▸ Given exercise
Rewrite every item below, replacing "locate" with "mark" and keeping everything else the same. Leave the pictures out of your answer.

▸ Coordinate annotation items
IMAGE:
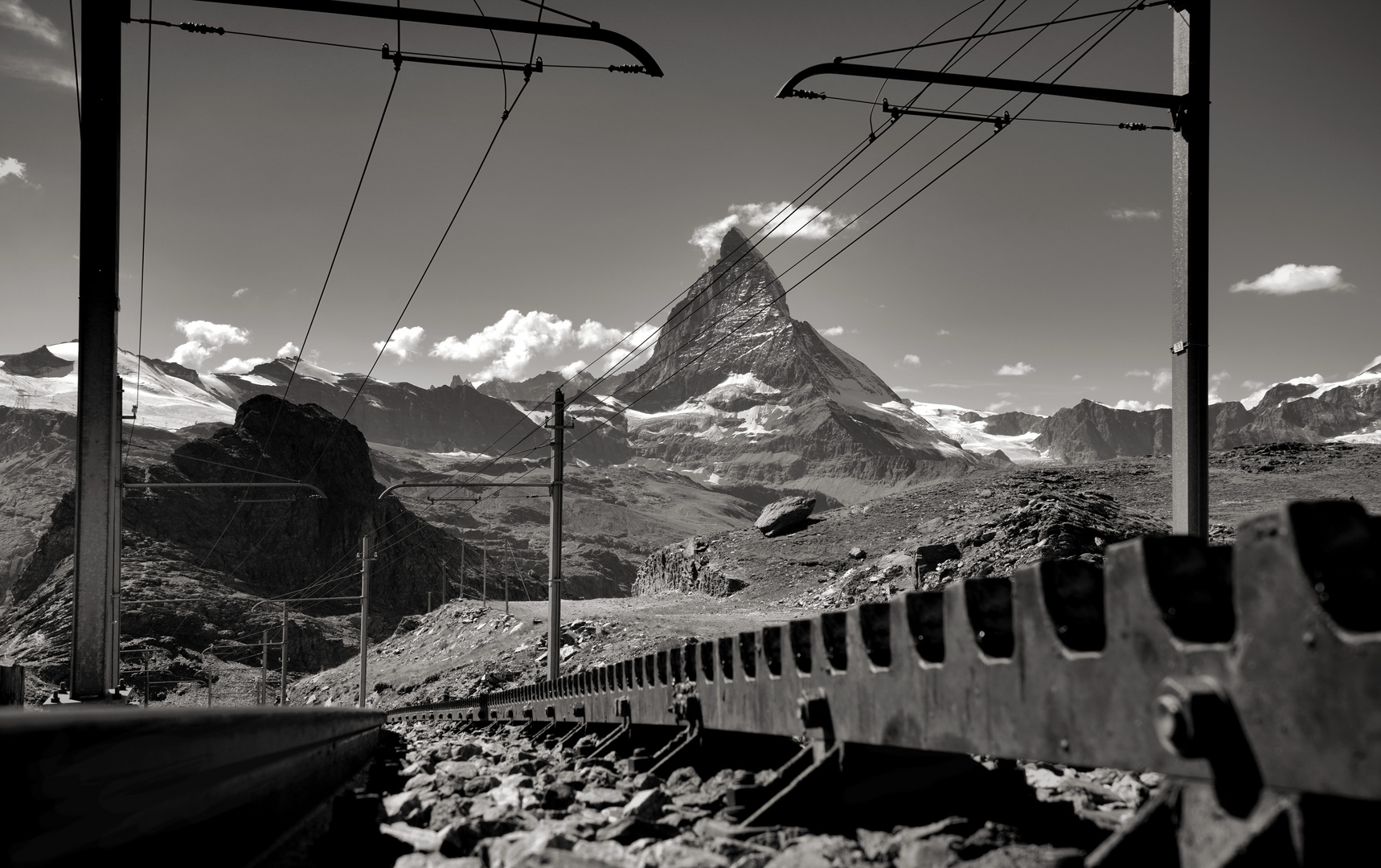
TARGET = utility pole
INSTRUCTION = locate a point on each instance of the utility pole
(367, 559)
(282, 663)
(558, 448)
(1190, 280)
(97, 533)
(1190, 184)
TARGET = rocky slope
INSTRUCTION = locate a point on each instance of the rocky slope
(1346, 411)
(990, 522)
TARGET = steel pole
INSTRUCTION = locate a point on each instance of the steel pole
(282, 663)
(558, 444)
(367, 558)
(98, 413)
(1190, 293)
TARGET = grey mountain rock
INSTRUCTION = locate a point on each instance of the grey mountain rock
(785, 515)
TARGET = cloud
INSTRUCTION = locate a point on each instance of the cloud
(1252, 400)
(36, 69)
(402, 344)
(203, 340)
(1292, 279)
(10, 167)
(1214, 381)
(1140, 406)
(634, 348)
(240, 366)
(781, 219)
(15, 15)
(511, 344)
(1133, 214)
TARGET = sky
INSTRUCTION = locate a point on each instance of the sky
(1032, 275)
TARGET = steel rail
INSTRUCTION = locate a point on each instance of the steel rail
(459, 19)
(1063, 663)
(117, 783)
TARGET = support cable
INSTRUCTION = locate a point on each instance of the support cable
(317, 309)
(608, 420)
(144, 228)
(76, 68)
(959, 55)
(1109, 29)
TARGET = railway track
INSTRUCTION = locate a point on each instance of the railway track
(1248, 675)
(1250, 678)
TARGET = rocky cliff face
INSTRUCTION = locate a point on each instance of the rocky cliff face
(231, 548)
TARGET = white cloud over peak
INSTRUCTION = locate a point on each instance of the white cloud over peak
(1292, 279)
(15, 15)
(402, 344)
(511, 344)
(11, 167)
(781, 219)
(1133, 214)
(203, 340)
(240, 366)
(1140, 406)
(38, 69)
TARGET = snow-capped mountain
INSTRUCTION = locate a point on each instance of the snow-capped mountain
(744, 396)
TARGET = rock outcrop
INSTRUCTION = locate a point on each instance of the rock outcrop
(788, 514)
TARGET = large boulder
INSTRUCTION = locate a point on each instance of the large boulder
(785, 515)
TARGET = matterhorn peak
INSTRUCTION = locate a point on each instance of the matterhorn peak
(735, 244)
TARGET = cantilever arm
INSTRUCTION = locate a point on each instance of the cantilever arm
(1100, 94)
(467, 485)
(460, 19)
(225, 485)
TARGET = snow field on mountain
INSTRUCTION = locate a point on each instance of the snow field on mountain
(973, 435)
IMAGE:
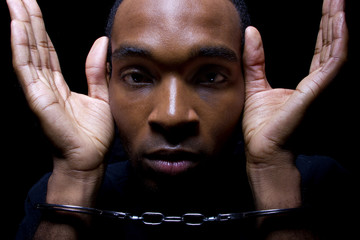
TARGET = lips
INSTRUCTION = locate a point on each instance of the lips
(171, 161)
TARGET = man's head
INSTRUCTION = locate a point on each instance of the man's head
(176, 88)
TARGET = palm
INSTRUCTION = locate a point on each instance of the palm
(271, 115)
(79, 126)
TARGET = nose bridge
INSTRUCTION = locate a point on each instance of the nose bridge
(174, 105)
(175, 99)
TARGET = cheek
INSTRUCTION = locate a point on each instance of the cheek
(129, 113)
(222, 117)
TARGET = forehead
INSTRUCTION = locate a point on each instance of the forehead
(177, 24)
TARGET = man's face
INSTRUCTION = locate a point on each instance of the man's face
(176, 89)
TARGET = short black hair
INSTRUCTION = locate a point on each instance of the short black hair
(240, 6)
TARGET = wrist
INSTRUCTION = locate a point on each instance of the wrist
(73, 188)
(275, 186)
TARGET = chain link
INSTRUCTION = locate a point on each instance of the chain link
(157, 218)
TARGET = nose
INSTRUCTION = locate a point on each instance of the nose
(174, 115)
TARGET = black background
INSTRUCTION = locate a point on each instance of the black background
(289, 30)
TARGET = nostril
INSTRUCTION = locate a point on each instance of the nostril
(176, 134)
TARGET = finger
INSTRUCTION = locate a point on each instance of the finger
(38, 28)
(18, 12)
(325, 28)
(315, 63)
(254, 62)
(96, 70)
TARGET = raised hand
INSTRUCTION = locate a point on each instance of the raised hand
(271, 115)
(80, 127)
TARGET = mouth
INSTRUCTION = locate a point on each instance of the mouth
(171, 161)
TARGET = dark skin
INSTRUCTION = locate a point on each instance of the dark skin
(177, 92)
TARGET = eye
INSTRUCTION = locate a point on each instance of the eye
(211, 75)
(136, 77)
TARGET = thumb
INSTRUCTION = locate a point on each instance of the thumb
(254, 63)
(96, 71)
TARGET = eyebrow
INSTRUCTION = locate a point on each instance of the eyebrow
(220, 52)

▸ Answer in full
IMAGE:
TARGET = utility pole
INSTRUCTION = mark a point on each instance of the utility pole
(367, 559)
(282, 663)
(558, 448)
(1190, 280)
(97, 533)
(1190, 184)
TARGET = rocky slope
INSTRUCTION = mark a point on each instance of the rocky slope
(1346, 411)
(990, 522)
TARGET = steel pole
INSTRUCTION = mark a point on each instance of the steel pole
(282, 663)
(558, 444)
(367, 558)
(98, 413)
(1190, 293)
TARGET = grey mountain rock
INSTRUCTION = mark a point on each instance of the grey mountain rock
(785, 515)
TARGET = cloud
INSTRUCTION = mark a point on each instance of the cloud
(1252, 400)
(36, 69)
(402, 344)
(203, 340)
(1292, 279)
(10, 167)
(1214, 381)
(1140, 406)
(634, 348)
(240, 366)
(781, 219)
(15, 15)
(511, 344)
(1133, 214)
TARGET = sky
INSTRUCTION = mark a point on each instance of the sky
(1032, 275)
TARGET = steel rail
INSTRUCTION = mark a point on each instance of the steel rail
(459, 19)
(1063, 663)
(117, 783)
TARGET = support cable
INSTRUCTION = mark a point on each instance of the support cable
(317, 309)
(608, 420)
(144, 228)
(76, 68)
(959, 55)
(1109, 29)
TARGET = railway track
INSTRUCTION = mark a point on each instance of the railway track
(1248, 675)
(1250, 678)
TARGET = rocky cliff face
INSTRUCTION = mark a point on each instance of the rocky cliff face
(231, 548)
TARGET = white cloud over peak
INSTRUCTION = mark a point on each instance of the white cloud over peak
(1292, 279)
(15, 15)
(402, 344)
(511, 344)
(11, 167)
(781, 219)
(1133, 214)
(203, 340)
(240, 366)
(1140, 406)
(38, 69)
TARGET = snow-capped mountain
INSTRUCTION = mark a point on each instance of the snow-capped mountain
(744, 396)
TARGET = rock outcrop
INSTRUCTION = mark a point on each instance of the rock outcrop
(788, 514)
TARGET = large boulder
INSTRUCTION = mark a point on each instance of the large boulder
(785, 515)
TARGET = matterhorn peak
INSTRUCTION = mark a point on each instance of the matterhorn peak
(735, 244)
TARGET = cantilever arm
INSTRUCTION = mark a point on each instance of the cantilever arm
(1100, 94)
(467, 485)
(460, 19)
(225, 485)
TARGET = snow field on mountain
INSTRUCTION = mark a point on each instance of the snow field on mountain
(973, 435)
IMAGE:
TARGET = lips
INSTRUCTION = mark a point on each instance of the lips
(171, 161)
TARGET = man's head
INSTRUCTION = mark a point on each instance of the man's head
(176, 88)
TARGET = palm
INSTRUCTION = mark a point on each instance of the palm
(271, 115)
(79, 126)
TARGET = nose bridge
INSTRUCTION = mark a point on each instance of the nose bridge
(174, 105)
(175, 99)
TARGET = cheek
INSTRUCTION = mark a point on each instance of the cheek
(129, 113)
(222, 117)
TARGET = forehead
INSTRUCTION = mark a point on each instance of the forehead
(177, 24)
TARGET = man's face
INSTRUCTION = mark a point on each instance of the man's face
(176, 89)
TARGET = short black hair
INSTRUCTION = mark a point on each instance of the short black hair
(240, 6)
TARGET = wrist
INSTRUCTION = mark a point on each instance of the wrist
(73, 188)
(275, 186)
TARGET = chain link
INSTRUCTION = mark a point on each instance of the chain link
(157, 218)
TARGET = nose
INSTRUCTION = mark a point on each instance of the nose
(174, 115)
TARGET = black background
INSTRUCTION = mark a point on each instance of the black background
(289, 30)
TARGET = nostril
INSTRUCTION = mark a point on each instance of the nostril
(176, 134)
TARGET = finger
INSTRUCTION = mark a point on each instance of the finger
(38, 28)
(18, 12)
(325, 28)
(315, 63)
(254, 62)
(96, 70)
TARGET = raised hand
INSTRUCTION = mark a point on each instance of the raised hand
(271, 115)
(80, 127)
TARGET = mouth
INSTRUCTION = mark a point on each instance of the mouth
(171, 161)
TARGET = dark skin
INSTRUCTION = mark a point on each instance of the dark skin
(177, 92)
TARGET = eye
INSTRUCTION = mark a point on each instance of the eye
(211, 75)
(136, 77)
TARGET = thumb
INSTRUCTION = mark a point on each instance of the thumb
(254, 63)
(96, 71)
TARGET = eyebrow
INSTRUCTION = mark a point on each instance of the eyebrow
(220, 52)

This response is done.